===== Source document

← Back to Blog

How much of the residual stream is "output token" focused?

That is, how much residual stream space is allocated to output token space? How much is kept for other information.

For this, I am only looking at small models (Qwen2.5-3B and Llama-3.2-3B), and would not want to make predictions on what happens for larger models.

To determine this, I ask the model to complete a prompt, and store the top k token predictions. Each prediction has an associated unembedding vector, and has shape [d_model].

Recall, the unembedding matrix [d_model, vocab_size] is multiplied by the output residual stream, r, at the final layer to produces the logits [vocab_size].

The logits undergo softmax and then sampled. To separate the output subspace, we first construct the output subspace matrix, V, where each column of V is the unembedding vector of our k tokens, and thus has shape [d_model, k].

We now assume we can split the r into two subspaces, the parallel and orthogonal spaces, specifying components parallel to this output subspace, and orthogonal.

r = r_parallel + r_orthogonal.

==========
===== Raw data

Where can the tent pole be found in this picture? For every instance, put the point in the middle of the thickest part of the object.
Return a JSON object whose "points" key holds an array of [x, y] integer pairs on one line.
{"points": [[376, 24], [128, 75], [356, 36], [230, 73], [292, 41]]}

==========

_Problems and tasks:_
- A) Name each quantity in the blog post on the residual stream whose shape is given in square brackets, and give that shape.
- B) Continue the blog post on how much of the residual stream is focused on output tokens, starting after its last line.

_Answers to the problems:_
- A)
- Unembedding vector of each prediction: [d_model]
- Unembedding matrix: [d_model, vocab_size]
- Logits: [vocab_size]
- Output subspace matrix V: [d_model, k]

- B)
This way, r_orthogonal does not affect output predictions for these k tokens in any meaningful way - we could make r_orthogonal 10x stronger, and we would get the same relative predictions among our top k tokens. Note that r_orthogonal can still project onto other tokens in the vocabulary outside our chosen k.

Our matrix of unembedding vectors need not be orthogonal or normalised (orthonormal), and so we use a QR decomposition:

Q, R = torch.linalg.qr(V)

where Q is [d_model, k] and R is [k, k]

Q is now our orthonormal version of V, it spans the same subspace (we can construct any vector with either Q or V) but Q is normalised and orthogonal.

To project our residual stream r onto the output subspace spanned by V (and Q) we compute r_parallel = Q @ (Q^T @ r)

Where (Q^T @ r) determines the projection of r along the columns of Q (our normalised output unembedding vectors, shape [k]) and therefore multiplying by Q gives the correct shape [d_model]. This step takes our residual stream vector, and decomposes the output unembedding vector and rewrites it into this new basis defined by Q.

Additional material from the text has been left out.